Acórdão nº 07S1258 de Supremo Tribunal de Justiça (Portugal), 10 de Outubro de 2007

Magistrado ResponsávelMÁRIO PEREIRA
Data da Resolução10 de Outubro de 2007
EmissorSupremo Tribunal de Justiça (Portugal)

Acordam na Secção Social do Supremo Tribunal de Justiça: I - AA deduziu no Tribunal do Trabalho de Penafiel, em 22 de Dezembro de 2004, "providências cautelares adiante especificadas" contra BB, CC, DD, EE, FF, GG, HH, II, JJ e KK, vindo o requerimento inicial a ser indeferido liminarmente por despacho proferido a fls. 170-176 dos autos respectivos, por manifesta improcedência dos pedidos formulados no requerimento inicial.

No mesmo tribunal, o referido AA intentou, em 18 de Abril de 2005, contra os mesmos BB, CC, DD, EE, FF, GG, HH, II, JJ, KK e também contra Rádio Independente ... - Cooperativa Radiodifusão Regional, (RI), CRL, acção declarativa de condenação emergente de contrato individual de trabalho, vindo a petição inicial deduzida em tal acção a ser igualmente indeferida por despacho proferido a fls. 27-31 dos autos, absolvendo-se todos os réus da instância, por incompetência material do Tribunal do Trabalho, quanto aos dez primeiros réus, e por litispendência e ineptidão da petição inicial, em relação à última R.

O requerente na providência e autor nesta acção interpôs recursos de agravo de ambos os despachos.

Por acórdão proferido a fls. 84 e segs. destes autos, o Tribunal da Relação do Porto: - negou provimento ao primeiro agravo, mantendo a decisão recorrida de indeferimento liminar da providência, embora com diferente fundamentação - considerando que, como a providência cautelar comum foi apenas requerida contra os dez "directores" da RI, era manifesta a incompetência material do Tribunal do Trabalho de Penafiel para apreciar a pretensão do requerente, com base na culpa funcional de cada um deles -, e - concedeu provimento parcial ao segundo agravo e, consequentemente, revogou a decisão recorrida na parte em que absolveu da instância a ré Rádio Independente .. - Cooperativa Radiodifusão Regional, CRL, por considerar não se verificar a excepção de litispendência nem a ineptidão da petição inicial por falta de pedido, mantendo-a quanto ao mais, ou seja, mantendo-a na parte em que absolveu os dez primeiros réus da instância, por incompetência material do Tribunal do Trabalho de Penafiel.
________
Instruções>
1 - Responda, com base no acórdão, às seguintes perguntas:
(a) Em que data AA deduziu as providências cautelares no Tribunal do Trabalho de Penafiel?
(b) Em que data foi intentada a ação declarativa de condenação?
(c) Que tribunal proferiu o acórdão que decidiu os dois agravos?
2 - Reproduza fielmente o trecho do acórdão que começa em "Acórdão nº 07S1258" e termina em "EmissorSupremo Tribunal de Justiça (Portugal)".
3 - Escreva a continuação do acórdão do Supremo Tribunal de Justiça a partir da última frase apresentada.

Dados fornecidos>
________
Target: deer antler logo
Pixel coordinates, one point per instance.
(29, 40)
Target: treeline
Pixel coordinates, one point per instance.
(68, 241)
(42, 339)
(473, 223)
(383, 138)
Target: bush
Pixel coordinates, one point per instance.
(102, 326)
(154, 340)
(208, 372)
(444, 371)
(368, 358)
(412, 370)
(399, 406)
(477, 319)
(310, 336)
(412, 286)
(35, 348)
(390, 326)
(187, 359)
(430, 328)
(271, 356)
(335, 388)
________
Respostas>
1 -
(a) Em 22 de Dezembro de 2004.
(b) Em 18 de Abril de 2005.
(c) O Tribunal da Relação do Porto.

2 -
Acórdão nº 07S1258 de Supremo Tribunal de Justiça (Portugal), 10 de Outubro de 2007

Magistrado ResponsávelMÁRIO PEREIRA
Data da Resolução10 de Outubro de 2007
EmissorSupremo Tribunal de Justiça (Portugal)

3 -
II - Novamente inconformado, o requerente da providência e autor na acção recorreu para o Supremo Tribunal de Justiça, vindo este recurso a ser qualificado no despacho proferido a fls. 171, já neste tribunal, como recurso de agravo (e não de revista, como fora admitido no Tribunal da Relação).

Terminou as suas alegações com as seguintes conclusões: 1. O presente recurso, recebido como de revista, visa impugnar as decisões do Tribunal a quo que se pronunciam pela incompetência material do Tribunal do Trabalho de Penafiel para apreciar os pedidos contra os Requeridos na acção cautelar e contra os Réus singulares na acção declarativa (um a décimo).

  1. Se bem entende o Recorrente, na lógica do acórdão impugnado a incompetência material resulta de estar em causa um "ilícito civil" e não um "ilícito laboral" e, na providência cautelar, de não ter sido demandada também a Ré Cooperativa (RI) e, na acção declarativa, ainda de não se verificar a conexão prevista na alínea o) do art. 85° da Lei 3/99, de 13.01.

  2. Porém, é pacífico que a determinação da competência do tribunal em razão da matéria deriva da estrutura do objecto do processo, envolvido pela causa de pedir e pelo pedido formulados na acção, no momento em que a mesma é intentada, independentemente da natureza estritamente civil ou laboral das normas jurídicas aplicáveis (cfr. ac. RL, de 16.06.2005 -www.dgsi.pt/jtrl ou nas sábias palavras do Prof. Manuel de Andrade na competência em razão da matéria "a lei atende à matéria da causa, quer dizer ao seu objecto, encarado sob o ponto de vista qualitativo - o da natureza da razão substancial pleiteada".

  3. Ora, resulta patente das petições iniciais que o ora recorrente invoca como causa de pedir essencialmente a violação, por parte de todos os demandados, quer dos seus direitos à efectiva prestação do seu trabalho (no âmbito do seu contrato de trabalho subordinado), quer dos seus direitos ao recebimento dos salários em atraso, 5. Por outro lado, os pedidos assentes nessa causa de pedir resumem-se à condenação solidária dos demandados a não colocarem obstáculos à reocupação do seu posto de trabalho, ao exercício das funções correspondentes à sua categoria, ao pagamento solidário dos salários (vencidos e vincendos) e de indemnização por danos morais, acrescendo juros e uma sanção pecuniária compulsória pela eventual demora no cumprimento da condenação.

  4. Face a tais pedidos e causas de pedir é indiscutível a competência material do Tribunal do Trabalho.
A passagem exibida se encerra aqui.